** Start of Extracted entries **

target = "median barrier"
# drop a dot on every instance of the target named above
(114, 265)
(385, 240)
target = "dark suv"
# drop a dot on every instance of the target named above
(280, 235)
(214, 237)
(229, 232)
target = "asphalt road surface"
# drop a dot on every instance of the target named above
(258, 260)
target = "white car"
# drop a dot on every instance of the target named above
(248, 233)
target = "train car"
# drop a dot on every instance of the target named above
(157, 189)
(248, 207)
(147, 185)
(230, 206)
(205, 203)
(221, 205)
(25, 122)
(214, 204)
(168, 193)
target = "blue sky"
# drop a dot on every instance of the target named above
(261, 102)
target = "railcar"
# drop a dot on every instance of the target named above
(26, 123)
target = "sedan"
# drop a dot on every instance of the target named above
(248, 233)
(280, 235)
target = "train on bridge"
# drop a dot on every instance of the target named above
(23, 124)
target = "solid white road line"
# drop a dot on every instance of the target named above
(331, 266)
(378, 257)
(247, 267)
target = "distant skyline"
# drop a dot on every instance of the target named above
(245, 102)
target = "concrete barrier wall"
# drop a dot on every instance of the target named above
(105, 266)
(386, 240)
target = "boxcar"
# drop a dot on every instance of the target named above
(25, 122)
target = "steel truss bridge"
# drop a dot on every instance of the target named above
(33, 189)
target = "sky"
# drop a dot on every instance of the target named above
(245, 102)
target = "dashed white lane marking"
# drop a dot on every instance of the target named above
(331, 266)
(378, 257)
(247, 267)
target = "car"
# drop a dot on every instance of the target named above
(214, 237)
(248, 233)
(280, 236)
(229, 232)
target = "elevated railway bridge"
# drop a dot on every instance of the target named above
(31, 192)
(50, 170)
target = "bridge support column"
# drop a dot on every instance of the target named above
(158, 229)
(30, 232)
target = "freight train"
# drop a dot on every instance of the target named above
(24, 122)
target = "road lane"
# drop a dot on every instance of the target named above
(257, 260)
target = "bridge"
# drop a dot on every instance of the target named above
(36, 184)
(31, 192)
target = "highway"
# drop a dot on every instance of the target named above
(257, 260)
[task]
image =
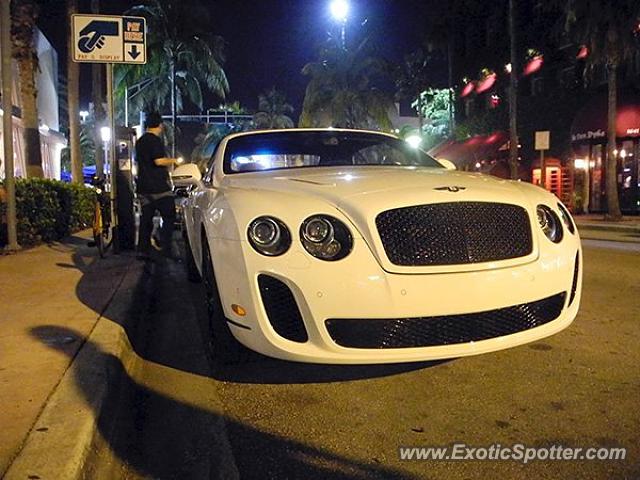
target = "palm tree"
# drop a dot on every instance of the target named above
(23, 23)
(412, 78)
(182, 57)
(606, 28)
(340, 92)
(273, 111)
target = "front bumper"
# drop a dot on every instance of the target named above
(358, 288)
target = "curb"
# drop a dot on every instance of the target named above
(60, 440)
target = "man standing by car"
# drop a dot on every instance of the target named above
(154, 187)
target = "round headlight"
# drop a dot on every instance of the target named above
(269, 236)
(566, 218)
(318, 230)
(549, 223)
(326, 238)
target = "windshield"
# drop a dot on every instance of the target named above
(304, 149)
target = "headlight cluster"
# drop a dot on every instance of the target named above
(549, 223)
(269, 236)
(323, 236)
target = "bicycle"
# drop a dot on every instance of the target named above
(102, 231)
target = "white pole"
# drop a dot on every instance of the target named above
(112, 159)
(7, 125)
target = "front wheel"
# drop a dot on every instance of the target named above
(224, 348)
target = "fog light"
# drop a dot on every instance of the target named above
(238, 310)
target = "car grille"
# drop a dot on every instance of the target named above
(444, 330)
(454, 233)
(282, 310)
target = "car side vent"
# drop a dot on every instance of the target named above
(282, 310)
(574, 285)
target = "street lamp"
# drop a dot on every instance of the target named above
(414, 140)
(340, 11)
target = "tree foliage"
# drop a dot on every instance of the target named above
(273, 111)
(434, 107)
(182, 53)
(341, 91)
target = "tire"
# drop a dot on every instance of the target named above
(223, 346)
(193, 275)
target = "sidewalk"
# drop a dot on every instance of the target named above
(594, 227)
(43, 291)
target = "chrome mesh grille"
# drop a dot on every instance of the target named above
(446, 329)
(454, 233)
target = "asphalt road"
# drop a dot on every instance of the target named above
(186, 416)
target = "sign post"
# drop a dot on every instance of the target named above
(7, 126)
(542, 144)
(109, 39)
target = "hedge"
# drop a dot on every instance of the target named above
(47, 210)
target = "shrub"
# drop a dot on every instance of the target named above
(47, 210)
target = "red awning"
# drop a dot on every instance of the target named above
(591, 121)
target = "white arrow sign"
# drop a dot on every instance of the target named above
(109, 39)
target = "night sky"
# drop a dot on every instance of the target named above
(270, 41)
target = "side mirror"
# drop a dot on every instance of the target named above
(448, 164)
(186, 175)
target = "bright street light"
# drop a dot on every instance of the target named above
(340, 10)
(105, 134)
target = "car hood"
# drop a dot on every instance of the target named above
(361, 193)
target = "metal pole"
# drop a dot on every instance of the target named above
(7, 126)
(543, 171)
(113, 162)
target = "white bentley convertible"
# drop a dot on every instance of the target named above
(343, 246)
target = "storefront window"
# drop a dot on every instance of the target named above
(595, 171)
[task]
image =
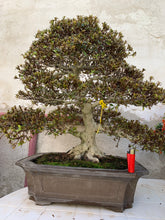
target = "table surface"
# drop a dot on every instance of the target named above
(149, 204)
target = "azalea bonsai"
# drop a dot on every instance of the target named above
(79, 66)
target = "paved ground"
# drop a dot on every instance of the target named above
(149, 204)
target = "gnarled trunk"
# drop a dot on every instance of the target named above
(87, 147)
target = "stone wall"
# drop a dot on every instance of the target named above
(141, 22)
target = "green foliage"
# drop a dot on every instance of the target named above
(77, 61)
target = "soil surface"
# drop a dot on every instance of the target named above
(64, 159)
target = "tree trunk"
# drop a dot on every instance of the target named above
(88, 147)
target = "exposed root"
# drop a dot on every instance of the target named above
(88, 153)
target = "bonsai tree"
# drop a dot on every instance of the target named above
(79, 66)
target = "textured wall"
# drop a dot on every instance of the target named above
(142, 23)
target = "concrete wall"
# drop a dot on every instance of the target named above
(142, 23)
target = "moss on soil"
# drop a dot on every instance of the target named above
(63, 159)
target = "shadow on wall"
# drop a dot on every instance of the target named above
(11, 177)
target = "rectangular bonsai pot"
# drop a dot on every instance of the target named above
(113, 189)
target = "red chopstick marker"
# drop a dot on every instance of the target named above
(131, 161)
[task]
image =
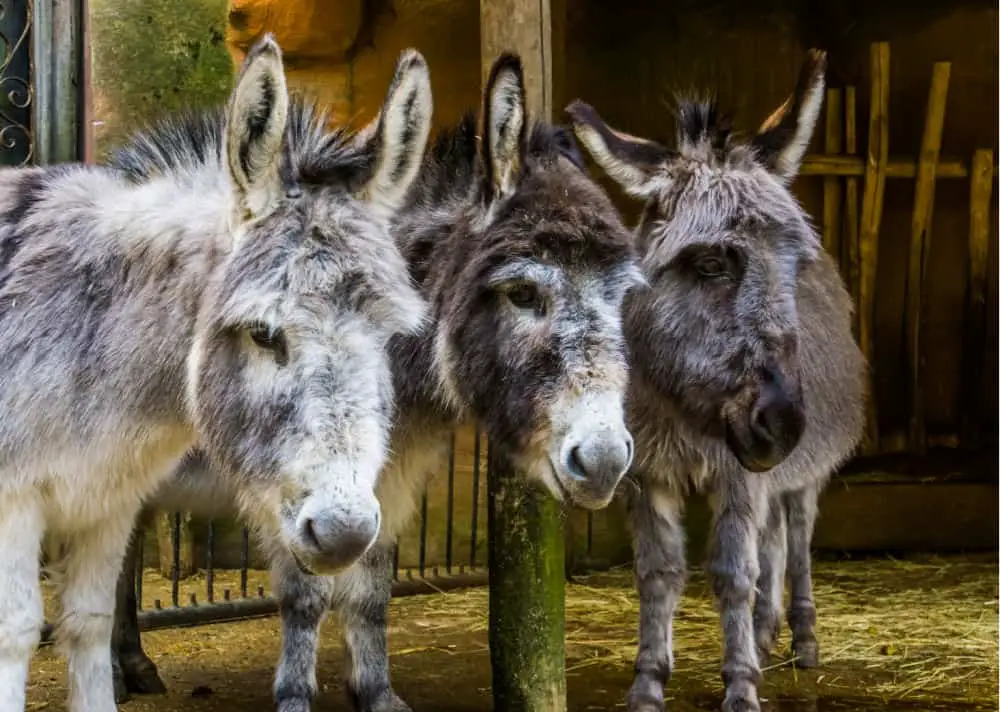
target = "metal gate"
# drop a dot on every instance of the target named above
(41, 87)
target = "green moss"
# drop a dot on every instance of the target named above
(527, 595)
(154, 57)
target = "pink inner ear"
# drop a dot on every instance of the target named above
(779, 114)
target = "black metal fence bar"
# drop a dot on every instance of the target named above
(423, 578)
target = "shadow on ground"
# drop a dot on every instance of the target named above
(895, 636)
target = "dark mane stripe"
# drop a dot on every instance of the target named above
(314, 153)
(700, 121)
(452, 164)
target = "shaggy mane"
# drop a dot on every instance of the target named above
(453, 159)
(313, 153)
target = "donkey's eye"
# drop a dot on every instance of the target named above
(526, 296)
(712, 267)
(269, 339)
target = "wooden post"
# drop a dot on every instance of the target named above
(871, 218)
(527, 572)
(980, 190)
(526, 535)
(851, 219)
(920, 245)
(832, 189)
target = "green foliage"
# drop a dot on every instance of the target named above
(154, 57)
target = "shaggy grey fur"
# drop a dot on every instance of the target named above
(746, 381)
(229, 280)
(526, 265)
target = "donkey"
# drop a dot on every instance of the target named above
(229, 280)
(746, 383)
(526, 264)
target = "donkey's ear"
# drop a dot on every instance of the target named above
(783, 138)
(255, 127)
(504, 126)
(398, 135)
(631, 161)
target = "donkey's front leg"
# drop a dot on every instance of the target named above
(303, 601)
(801, 507)
(739, 508)
(771, 582)
(363, 601)
(21, 614)
(660, 574)
(93, 561)
(134, 671)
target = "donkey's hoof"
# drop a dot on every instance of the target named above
(293, 704)
(806, 653)
(121, 689)
(390, 702)
(646, 694)
(741, 697)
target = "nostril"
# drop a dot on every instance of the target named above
(574, 463)
(309, 535)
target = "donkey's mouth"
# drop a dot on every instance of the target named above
(560, 488)
(302, 566)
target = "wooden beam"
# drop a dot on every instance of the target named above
(526, 530)
(851, 218)
(871, 219)
(816, 164)
(920, 245)
(832, 188)
(973, 348)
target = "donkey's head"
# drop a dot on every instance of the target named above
(722, 242)
(290, 381)
(530, 334)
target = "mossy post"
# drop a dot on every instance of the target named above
(527, 593)
(526, 535)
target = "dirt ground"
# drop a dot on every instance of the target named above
(915, 635)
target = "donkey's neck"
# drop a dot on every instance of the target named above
(153, 248)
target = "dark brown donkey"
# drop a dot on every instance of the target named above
(526, 264)
(746, 381)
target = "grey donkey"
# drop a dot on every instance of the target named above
(746, 382)
(228, 280)
(526, 264)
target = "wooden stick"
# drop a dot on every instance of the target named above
(852, 249)
(920, 246)
(815, 164)
(974, 336)
(831, 184)
(871, 219)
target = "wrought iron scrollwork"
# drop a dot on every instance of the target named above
(16, 94)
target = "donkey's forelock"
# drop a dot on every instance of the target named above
(313, 153)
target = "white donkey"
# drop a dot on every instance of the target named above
(229, 280)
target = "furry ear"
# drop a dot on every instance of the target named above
(631, 161)
(255, 128)
(784, 136)
(504, 128)
(398, 135)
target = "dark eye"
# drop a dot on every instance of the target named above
(712, 267)
(270, 339)
(526, 296)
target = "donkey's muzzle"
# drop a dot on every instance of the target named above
(334, 539)
(595, 465)
(773, 426)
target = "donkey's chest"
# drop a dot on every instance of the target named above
(108, 478)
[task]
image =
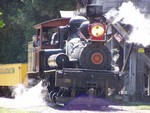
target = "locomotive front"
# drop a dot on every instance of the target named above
(88, 71)
(88, 46)
(75, 60)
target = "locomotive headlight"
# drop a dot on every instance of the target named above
(97, 30)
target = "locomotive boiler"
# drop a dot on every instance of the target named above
(72, 57)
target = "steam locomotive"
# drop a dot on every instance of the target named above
(72, 56)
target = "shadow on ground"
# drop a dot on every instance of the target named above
(91, 104)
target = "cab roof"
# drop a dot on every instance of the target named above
(53, 23)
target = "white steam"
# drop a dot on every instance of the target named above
(27, 97)
(129, 14)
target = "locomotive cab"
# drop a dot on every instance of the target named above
(46, 42)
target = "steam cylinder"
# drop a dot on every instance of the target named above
(58, 60)
(91, 56)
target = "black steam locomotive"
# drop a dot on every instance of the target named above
(72, 57)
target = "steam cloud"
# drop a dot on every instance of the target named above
(129, 14)
(27, 97)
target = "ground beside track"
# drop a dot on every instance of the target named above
(10, 106)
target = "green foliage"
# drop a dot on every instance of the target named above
(1, 22)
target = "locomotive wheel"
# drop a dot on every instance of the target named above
(95, 57)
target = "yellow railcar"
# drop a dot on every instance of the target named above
(13, 74)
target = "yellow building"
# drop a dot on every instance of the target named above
(13, 74)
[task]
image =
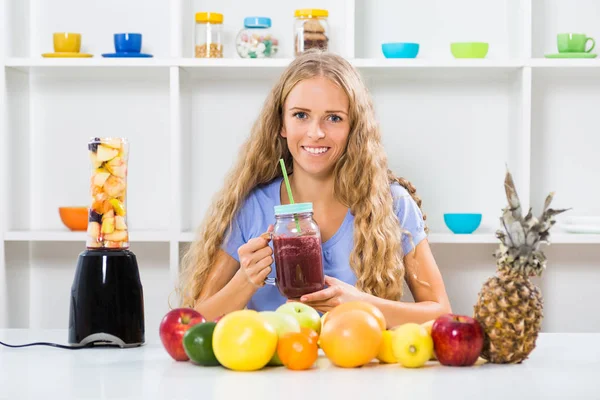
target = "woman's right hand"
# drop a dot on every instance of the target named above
(256, 258)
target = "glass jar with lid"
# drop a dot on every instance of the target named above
(208, 35)
(297, 251)
(256, 40)
(311, 30)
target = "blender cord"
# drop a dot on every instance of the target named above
(60, 346)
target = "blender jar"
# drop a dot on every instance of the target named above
(107, 215)
(297, 251)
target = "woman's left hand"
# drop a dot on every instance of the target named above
(336, 293)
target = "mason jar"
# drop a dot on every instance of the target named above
(297, 251)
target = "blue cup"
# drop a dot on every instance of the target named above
(462, 223)
(128, 42)
(400, 50)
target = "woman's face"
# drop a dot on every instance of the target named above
(316, 125)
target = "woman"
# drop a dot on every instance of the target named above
(319, 118)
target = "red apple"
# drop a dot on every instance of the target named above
(457, 340)
(172, 328)
(218, 318)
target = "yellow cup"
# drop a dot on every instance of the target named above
(66, 42)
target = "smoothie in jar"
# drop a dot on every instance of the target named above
(297, 251)
(299, 265)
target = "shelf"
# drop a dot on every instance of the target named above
(475, 238)
(27, 63)
(222, 66)
(69, 236)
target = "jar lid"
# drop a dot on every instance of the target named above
(211, 17)
(311, 12)
(297, 208)
(257, 22)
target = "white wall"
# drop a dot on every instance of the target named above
(448, 130)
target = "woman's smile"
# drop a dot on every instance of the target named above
(316, 151)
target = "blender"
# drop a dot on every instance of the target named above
(107, 302)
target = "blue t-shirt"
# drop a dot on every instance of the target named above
(257, 213)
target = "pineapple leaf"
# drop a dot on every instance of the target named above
(512, 196)
(521, 236)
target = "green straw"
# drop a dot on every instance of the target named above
(289, 189)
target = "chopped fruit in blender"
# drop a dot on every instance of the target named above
(118, 206)
(106, 153)
(94, 229)
(95, 162)
(120, 223)
(98, 203)
(93, 244)
(106, 207)
(115, 143)
(117, 167)
(100, 177)
(116, 236)
(93, 146)
(114, 186)
(94, 216)
(108, 225)
(114, 245)
(96, 190)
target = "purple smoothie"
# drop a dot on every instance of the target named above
(298, 265)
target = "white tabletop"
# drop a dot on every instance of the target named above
(563, 366)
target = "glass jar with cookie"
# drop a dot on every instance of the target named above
(311, 30)
(209, 27)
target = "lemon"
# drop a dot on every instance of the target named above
(386, 355)
(244, 341)
(412, 345)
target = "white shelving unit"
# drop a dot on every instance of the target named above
(450, 126)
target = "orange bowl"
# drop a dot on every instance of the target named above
(74, 218)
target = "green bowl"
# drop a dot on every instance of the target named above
(469, 49)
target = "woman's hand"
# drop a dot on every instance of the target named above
(336, 293)
(256, 258)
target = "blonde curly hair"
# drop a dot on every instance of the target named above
(362, 183)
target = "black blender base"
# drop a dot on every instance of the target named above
(107, 301)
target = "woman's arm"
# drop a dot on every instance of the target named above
(427, 289)
(426, 285)
(226, 288)
(230, 284)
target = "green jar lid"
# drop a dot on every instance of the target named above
(297, 208)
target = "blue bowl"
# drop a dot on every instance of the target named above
(400, 50)
(462, 223)
(128, 42)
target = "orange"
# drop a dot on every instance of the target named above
(351, 339)
(297, 350)
(311, 333)
(359, 305)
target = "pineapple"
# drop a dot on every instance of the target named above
(509, 306)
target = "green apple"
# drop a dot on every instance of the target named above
(283, 323)
(306, 315)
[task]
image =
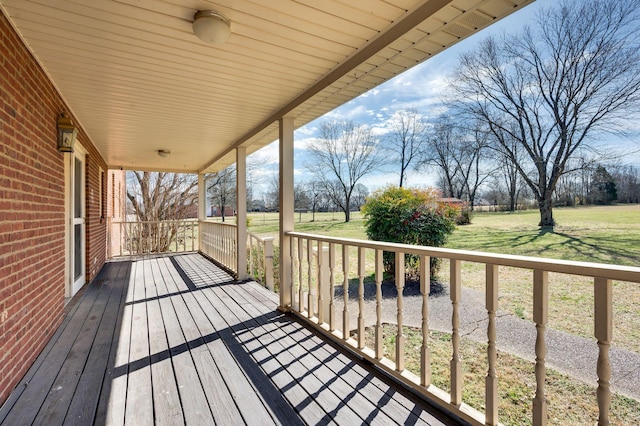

** End of Extracted entries **

■ **Stated problem**: Pull out every line in the rows above that contains the word "white" and copy each one in full.

■ **Solution to the exercise**:
target = "white car"
target = "solid white road line"
target = "dashed white lane marking"
target = "white pole"
target = "white arrow sign"
target = "white bentley convertible"
target = "white donkey"
target = "white steam"
target = "white wall"
target = "white tabletop"
target = "white shelving unit"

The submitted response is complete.